• _How to complete this task_
Every line containing the string "steep" should be returned from the records.

• _Record extracts_
== Segment start ==
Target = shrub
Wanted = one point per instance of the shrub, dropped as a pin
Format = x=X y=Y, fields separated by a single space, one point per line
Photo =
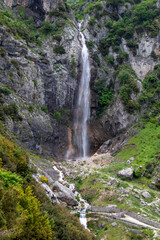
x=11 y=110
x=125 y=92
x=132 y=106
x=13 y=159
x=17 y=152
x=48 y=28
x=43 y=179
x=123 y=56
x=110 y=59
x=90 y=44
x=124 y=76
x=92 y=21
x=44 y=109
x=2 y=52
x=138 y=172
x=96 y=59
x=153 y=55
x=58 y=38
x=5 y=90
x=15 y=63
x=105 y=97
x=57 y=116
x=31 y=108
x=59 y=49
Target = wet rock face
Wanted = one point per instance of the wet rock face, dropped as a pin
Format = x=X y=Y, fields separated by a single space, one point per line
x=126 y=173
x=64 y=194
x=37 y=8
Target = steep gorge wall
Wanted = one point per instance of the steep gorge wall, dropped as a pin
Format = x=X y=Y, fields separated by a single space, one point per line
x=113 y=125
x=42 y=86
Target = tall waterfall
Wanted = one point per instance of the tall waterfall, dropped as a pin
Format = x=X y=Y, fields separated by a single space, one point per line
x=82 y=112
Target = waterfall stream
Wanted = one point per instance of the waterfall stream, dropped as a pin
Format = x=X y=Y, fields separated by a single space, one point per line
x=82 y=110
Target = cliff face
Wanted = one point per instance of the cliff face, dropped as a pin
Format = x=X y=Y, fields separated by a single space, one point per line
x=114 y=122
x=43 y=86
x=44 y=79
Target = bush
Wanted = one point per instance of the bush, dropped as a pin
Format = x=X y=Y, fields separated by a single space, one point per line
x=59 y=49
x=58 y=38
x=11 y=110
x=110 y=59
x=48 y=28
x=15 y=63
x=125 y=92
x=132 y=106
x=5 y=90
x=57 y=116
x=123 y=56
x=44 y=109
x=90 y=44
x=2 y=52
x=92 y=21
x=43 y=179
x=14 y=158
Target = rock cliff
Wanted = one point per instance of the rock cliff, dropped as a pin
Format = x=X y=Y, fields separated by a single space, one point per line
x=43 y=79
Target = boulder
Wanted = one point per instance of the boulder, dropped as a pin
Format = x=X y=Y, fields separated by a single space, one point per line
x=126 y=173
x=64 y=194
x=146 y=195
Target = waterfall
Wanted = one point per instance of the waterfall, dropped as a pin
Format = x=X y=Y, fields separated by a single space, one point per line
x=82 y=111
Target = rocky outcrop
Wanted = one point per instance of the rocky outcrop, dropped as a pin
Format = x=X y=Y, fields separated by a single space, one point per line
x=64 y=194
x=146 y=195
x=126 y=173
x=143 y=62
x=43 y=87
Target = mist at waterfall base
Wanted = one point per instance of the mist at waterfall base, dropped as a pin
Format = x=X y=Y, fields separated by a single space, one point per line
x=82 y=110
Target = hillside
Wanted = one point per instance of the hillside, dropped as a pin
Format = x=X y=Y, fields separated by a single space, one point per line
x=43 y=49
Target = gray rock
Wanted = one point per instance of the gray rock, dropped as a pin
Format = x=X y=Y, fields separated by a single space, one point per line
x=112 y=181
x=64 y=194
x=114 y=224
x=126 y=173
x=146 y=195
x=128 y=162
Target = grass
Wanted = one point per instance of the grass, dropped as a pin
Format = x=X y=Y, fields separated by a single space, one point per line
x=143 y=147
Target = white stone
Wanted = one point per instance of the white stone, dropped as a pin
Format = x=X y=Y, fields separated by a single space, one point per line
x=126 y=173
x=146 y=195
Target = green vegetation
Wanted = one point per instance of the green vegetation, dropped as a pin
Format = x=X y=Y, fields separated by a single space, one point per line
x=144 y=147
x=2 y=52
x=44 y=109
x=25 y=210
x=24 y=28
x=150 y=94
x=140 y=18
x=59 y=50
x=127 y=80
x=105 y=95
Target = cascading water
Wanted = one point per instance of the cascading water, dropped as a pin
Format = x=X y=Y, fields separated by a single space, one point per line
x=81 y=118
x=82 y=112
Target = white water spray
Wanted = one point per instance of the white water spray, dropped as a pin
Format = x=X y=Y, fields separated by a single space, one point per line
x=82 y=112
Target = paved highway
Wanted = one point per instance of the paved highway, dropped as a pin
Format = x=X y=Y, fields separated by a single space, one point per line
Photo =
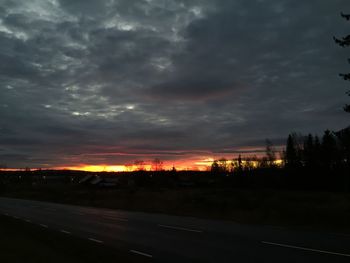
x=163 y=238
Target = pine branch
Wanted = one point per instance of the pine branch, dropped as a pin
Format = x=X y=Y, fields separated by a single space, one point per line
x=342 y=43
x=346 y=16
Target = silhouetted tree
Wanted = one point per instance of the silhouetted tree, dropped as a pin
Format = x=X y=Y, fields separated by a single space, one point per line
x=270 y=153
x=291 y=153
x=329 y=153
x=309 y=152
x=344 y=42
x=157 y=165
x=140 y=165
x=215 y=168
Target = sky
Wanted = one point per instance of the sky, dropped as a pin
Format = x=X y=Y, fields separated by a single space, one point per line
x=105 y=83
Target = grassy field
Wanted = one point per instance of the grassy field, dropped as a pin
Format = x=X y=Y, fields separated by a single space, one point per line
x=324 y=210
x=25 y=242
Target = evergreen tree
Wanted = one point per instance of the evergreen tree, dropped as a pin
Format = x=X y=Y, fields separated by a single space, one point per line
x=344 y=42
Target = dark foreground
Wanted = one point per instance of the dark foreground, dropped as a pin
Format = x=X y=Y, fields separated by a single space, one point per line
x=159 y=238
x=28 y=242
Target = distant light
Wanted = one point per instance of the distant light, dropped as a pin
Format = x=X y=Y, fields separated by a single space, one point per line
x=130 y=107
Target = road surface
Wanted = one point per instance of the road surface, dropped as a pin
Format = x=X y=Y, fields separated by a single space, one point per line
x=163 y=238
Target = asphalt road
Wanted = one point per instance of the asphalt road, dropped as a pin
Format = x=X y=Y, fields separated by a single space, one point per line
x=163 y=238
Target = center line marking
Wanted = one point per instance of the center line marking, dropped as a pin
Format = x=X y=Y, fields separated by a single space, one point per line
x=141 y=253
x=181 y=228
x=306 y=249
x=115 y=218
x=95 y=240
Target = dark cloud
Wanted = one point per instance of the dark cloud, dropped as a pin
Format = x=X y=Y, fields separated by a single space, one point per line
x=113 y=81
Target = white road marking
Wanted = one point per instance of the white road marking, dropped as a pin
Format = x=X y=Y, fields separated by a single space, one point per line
== Segment end ==
== Segment start ==
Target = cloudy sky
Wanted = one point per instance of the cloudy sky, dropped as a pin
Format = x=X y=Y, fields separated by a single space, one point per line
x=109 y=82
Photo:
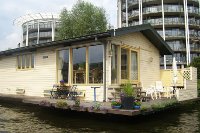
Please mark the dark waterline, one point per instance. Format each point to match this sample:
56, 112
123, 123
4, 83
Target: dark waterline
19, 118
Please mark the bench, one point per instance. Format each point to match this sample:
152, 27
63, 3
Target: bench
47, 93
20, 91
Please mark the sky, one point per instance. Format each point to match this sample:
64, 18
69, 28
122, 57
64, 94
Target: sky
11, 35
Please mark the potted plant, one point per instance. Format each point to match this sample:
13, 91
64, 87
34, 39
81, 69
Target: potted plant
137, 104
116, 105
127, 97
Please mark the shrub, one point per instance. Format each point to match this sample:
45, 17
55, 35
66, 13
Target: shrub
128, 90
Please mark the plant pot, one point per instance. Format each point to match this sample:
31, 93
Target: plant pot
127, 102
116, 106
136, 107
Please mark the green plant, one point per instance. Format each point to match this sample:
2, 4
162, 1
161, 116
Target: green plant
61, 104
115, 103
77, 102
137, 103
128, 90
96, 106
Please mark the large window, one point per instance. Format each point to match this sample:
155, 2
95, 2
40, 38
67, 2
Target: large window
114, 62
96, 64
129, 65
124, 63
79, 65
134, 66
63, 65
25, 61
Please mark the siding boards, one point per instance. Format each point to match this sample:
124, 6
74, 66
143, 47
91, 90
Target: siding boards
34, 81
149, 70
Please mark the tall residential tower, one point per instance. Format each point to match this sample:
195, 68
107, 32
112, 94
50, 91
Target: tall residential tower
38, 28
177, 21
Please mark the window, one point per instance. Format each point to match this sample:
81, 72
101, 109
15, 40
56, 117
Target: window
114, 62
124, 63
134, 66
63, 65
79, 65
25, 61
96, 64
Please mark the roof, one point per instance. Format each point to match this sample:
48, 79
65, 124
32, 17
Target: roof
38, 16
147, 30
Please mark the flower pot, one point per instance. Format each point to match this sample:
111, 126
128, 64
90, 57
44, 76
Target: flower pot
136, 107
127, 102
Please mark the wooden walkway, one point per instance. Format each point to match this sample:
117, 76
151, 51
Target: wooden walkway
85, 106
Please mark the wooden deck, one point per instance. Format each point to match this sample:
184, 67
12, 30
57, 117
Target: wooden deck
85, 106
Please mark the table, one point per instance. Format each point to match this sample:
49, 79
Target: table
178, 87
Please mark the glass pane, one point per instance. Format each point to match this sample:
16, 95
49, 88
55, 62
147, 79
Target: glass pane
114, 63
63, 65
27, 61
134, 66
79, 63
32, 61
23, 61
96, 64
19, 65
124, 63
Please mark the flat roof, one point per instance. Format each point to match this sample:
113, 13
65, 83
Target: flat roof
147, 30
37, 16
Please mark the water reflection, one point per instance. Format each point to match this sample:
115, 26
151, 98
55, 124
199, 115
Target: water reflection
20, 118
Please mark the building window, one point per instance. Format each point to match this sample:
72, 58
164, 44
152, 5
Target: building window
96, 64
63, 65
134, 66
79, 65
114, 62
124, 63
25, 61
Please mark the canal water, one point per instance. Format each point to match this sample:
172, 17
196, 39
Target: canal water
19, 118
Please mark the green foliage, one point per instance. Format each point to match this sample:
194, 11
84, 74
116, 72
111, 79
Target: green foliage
== Segment end ==
== Segment start ==
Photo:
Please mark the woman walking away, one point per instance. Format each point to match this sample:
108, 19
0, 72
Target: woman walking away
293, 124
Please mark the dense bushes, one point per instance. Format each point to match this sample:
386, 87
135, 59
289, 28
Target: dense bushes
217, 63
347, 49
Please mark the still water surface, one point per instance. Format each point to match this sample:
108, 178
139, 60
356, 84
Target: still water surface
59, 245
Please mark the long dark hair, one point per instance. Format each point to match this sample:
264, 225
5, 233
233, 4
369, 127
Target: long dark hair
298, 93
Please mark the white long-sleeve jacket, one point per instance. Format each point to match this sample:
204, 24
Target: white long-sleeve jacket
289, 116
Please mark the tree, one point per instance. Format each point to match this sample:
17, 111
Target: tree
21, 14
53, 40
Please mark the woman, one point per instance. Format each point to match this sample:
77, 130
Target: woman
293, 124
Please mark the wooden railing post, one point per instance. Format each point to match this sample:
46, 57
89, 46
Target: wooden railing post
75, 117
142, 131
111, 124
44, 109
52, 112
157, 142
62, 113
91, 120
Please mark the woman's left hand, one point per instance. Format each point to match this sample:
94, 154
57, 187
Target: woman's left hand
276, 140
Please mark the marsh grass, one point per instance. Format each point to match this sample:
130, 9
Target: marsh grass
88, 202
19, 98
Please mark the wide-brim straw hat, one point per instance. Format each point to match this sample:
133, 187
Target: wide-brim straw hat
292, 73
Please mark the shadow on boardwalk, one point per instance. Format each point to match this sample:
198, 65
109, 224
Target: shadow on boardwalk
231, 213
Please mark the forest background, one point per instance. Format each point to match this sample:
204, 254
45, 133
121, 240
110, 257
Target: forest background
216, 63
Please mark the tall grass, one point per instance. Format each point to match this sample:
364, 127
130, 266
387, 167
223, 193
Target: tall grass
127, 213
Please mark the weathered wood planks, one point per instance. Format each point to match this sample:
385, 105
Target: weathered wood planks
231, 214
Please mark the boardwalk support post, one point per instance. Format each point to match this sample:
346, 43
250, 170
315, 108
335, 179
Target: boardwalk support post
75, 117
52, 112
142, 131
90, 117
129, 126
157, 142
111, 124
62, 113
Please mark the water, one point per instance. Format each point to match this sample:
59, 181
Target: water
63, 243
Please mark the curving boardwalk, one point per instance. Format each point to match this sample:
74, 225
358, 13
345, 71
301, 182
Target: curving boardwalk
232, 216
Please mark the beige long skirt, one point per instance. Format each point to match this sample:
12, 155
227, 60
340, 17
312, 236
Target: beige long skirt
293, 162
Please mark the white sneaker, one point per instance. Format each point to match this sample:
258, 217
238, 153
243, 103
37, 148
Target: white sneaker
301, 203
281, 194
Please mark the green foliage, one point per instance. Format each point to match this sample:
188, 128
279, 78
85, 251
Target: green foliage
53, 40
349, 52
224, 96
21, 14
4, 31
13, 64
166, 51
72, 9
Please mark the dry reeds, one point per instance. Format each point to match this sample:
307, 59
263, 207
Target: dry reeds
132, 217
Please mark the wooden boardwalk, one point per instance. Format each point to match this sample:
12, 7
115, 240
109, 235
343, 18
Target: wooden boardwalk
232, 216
== Segment end ==
• _Reply to the task_
Target = steep gorge wall
Wanted = one point per instance of the steep gorge wall, dropped as a pin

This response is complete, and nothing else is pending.